Given exercise: Put the lines of data below into a numbered list, omitting any blank lines.

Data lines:
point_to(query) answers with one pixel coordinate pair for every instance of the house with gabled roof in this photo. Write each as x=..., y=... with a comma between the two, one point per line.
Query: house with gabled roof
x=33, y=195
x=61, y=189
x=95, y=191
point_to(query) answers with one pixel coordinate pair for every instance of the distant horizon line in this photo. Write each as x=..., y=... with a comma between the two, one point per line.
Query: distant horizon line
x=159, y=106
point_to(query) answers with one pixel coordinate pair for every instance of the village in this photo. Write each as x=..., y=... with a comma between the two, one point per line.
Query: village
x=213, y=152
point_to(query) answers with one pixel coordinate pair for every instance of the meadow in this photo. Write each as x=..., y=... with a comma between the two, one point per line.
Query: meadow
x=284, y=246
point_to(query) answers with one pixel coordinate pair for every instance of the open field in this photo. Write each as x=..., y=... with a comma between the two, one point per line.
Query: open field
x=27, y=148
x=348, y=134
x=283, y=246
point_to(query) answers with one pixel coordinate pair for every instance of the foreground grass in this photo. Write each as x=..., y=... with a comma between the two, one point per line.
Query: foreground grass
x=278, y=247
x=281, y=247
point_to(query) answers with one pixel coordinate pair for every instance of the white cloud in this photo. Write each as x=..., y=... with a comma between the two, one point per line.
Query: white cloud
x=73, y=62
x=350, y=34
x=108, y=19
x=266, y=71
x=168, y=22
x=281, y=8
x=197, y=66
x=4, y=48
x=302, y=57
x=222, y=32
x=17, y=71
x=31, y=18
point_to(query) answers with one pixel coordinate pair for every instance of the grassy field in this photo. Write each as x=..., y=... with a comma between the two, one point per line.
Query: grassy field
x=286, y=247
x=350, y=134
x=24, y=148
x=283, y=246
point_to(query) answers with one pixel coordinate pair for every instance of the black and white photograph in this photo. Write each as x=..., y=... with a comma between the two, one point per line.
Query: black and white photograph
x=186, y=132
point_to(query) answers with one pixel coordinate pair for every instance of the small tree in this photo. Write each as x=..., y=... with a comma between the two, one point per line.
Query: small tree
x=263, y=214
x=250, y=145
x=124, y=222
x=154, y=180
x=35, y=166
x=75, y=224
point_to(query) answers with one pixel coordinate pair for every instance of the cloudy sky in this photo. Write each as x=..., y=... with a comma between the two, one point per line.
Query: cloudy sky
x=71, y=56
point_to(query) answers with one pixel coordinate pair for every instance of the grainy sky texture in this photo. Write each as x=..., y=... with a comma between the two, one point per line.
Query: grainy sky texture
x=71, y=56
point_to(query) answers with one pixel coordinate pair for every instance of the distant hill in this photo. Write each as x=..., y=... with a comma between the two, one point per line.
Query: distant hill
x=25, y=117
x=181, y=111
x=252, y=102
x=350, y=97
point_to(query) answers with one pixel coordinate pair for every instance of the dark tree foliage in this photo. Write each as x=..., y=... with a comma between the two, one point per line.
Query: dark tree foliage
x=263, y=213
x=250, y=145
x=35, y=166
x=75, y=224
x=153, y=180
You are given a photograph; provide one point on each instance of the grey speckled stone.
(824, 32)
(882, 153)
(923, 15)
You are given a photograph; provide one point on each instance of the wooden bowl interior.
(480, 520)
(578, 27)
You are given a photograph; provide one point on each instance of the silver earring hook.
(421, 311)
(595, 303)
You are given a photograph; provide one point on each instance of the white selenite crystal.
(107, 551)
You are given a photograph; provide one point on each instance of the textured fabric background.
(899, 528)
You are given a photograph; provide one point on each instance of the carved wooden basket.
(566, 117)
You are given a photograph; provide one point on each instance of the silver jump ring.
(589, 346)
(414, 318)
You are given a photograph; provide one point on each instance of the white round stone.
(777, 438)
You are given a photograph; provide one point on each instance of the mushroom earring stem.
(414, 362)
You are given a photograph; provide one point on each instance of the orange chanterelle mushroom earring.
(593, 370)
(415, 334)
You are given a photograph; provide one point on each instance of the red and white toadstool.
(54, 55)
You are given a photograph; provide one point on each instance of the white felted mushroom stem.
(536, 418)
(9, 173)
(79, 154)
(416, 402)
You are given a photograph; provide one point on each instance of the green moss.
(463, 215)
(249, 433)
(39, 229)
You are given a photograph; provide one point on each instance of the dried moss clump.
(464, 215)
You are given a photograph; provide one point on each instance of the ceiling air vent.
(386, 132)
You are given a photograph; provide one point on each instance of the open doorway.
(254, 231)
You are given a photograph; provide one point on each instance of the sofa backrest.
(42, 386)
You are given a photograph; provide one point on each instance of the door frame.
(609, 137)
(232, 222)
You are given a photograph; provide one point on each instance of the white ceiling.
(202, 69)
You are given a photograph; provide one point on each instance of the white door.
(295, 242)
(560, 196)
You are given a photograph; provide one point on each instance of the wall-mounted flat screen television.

Written answer:
1. point_to(query) answers with one pixel coordinate pair for every instance of the house with gabled roof in this photo. Write each as x=..., y=... with a comma between the two, one point per line.
2. Query: house with gabled roof
3. x=33, y=195
4. x=61, y=189
5. x=95, y=191
6. point_to(query) answers with one pixel coordinate pair for every instance of the distant horizon line in this photo. Write each as x=..., y=... with a comma between the two, one point per line.
7. Query: distant horizon line
8. x=159, y=106
9. point_to(query) answers with one pixel coordinate pair for every instance of the village in this photo. Write each as x=..., y=... with a comma between the two, one point per line.
10. Query: village
11. x=213, y=152
12. point_to(query) answers with one pixel coordinate pair for every instance of the meadow in this photo. Write each as x=..., y=... with a comma between the two, one point per line.
13. Query: meadow
14. x=284, y=246
15. point_to(query) answers with one pixel coordinate pair for every instance of the open field in this photo. Write each as x=..., y=... with a comma between the two, one point per line.
16. Query: open field
17. x=27, y=148
18. x=348, y=134
19. x=283, y=246
20. point_to(query) answers with one pixel coordinate pair for every instance of the foreground grass in this photo. Write each as x=..., y=... with a comma between the two, one point per line.
21. Query: foreground grass
22. x=278, y=247
23. x=281, y=247
24. point_to(query) answers with one pixel coordinate pair for every instance of the white cloud in this photo. Write each as x=..., y=... with a comma between the two, one point per line.
25. Query: white cloud
26. x=73, y=62
27. x=350, y=34
28. x=108, y=19
29. x=266, y=71
30. x=168, y=22
31. x=281, y=8
32. x=197, y=66
33. x=4, y=48
34. x=302, y=57
35. x=222, y=32
36. x=17, y=71
37. x=31, y=18
38. point_to(query) answers with one pixel coordinate pair for every instance of the grassy field in this photo. Write each as x=..., y=... with a comma between the two, one point per line.
39. Query: grassy field
40. x=286, y=247
41. x=350, y=134
42. x=24, y=148
43. x=283, y=246
44. point_to(query) answers with one pixel coordinate pair for every instance of the black and white photograph in this photo. Write each as x=..., y=... with a comma between the two, one point per line.
45. Query: black and white photograph
46. x=186, y=132
47. point_to(query) answers with one pixel coordinate pair for every instance of the small tree in this photo. Write each as x=..., y=... with a comma between the two, one point per line.
48. Query: small tree
49. x=263, y=214
50. x=250, y=145
51. x=124, y=222
52. x=154, y=180
53. x=35, y=166
54. x=75, y=224
55. point_to(query) answers with one pixel coordinate pair for every instance of the cloudy sky in this photo. Write each as x=..., y=... with a comma between the two, one point per line.
56. Query: cloudy sky
57. x=71, y=56
58. point_to(query) answers with one pixel coordinate pair for every instance of the grainy sky texture in this photo. Write each as x=..., y=... with a comma between the two, one point per line.
59. Query: grainy sky texture
60. x=71, y=56
61. point_to(query) answers with one pixel coordinate pair for every instance of the distant hill in this photo. Write each as x=..., y=... with a comma between the two, one point per line.
62. Query: distant hill
63. x=25, y=117
64. x=181, y=111
65. x=252, y=102
66. x=350, y=97
67. point_to(query) answers with one pixel coordinate pair for every instance of the dark tree foliage in this photo. Write each as x=..., y=... with a comma between the two, one point per line.
68. Query: dark tree foliage
69. x=263, y=213
70. x=250, y=145
71. x=35, y=166
72. x=75, y=224
73. x=153, y=180
74. You are given a photograph; provide one point on each instance of the grey speckled stone.
75. (824, 32)
76. (882, 153)
77. (923, 15)
78. You are given a photograph; provide one point on each instance of the wooden bowl interior.
79. (480, 520)
80. (578, 27)
81. You are given a photograph; provide one point on each instance of the silver earring hook.
82. (421, 311)
83. (595, 303)
84. You are given a photograph; provide one point on each instance of the white selenite crystal.
85. (107, 551)
86. You are given a photograph; provide one point on each instance of the textured fabric background.
87. (899, 528)
88. You are given a photograph; provide one point on each instance of the carved wooden basket.
89. (566, 117)
90. You are given a photograph; provide one point on each instance of the silver jump ring.
91. (589, 346)
92. (414, 318)
93. You are given a photograph; provide one point on each instance of the white round stone.
94. (777, 438)
95. You are given a photograph; provide one point on each instance of the mushroom earring stem.
96. (414, 362)
97. You are given a photograph; provide one point on each instance of the orange chanterelle mushroom earring.
98. (593, 370)
99. (415, 334)
100. You are given a photograph; provide one point on each instance of the red and white toadstool.
101. (54, 55)
102. You are given a photograph; provide one point on each instance of the white felted mushroom stem.
103. (536, 418)
104. (9, 173)
105. (79, 154)
106. (416, 402)
107. You are given a photograph; provide one point on each instance of the green moss.
108. (463, 215)
109. (249, 433)
110. (39, 229)
111. You are given a photograph; provide one point on each instance of the dried moss clump.
112. (464, 215)
113. You are given a photograph; provide one point on each instance of the ceiling air vent.
114. (386, 132)
115. You are given a photograph; provide one point on each instance of the open doorway.
116. (254, 231)
117. You are given a photograph; provide one point on each instance of the sofa backrest.
118. (42, 386)
119. You are given a photograph; provide one point on each instance of the door frame.
120. (609, 137)
121. (232, 222)
122. You are given a photograph; provide one point on each instance of the white ceiling.
123. (202, 69)
124. You are given a photograph; provide one point on each instance of the white door.
125. (295, 242)
126. (560, 196)
127. You are given a photograph; provide one point on each instance of the wall-mounted flat screen television.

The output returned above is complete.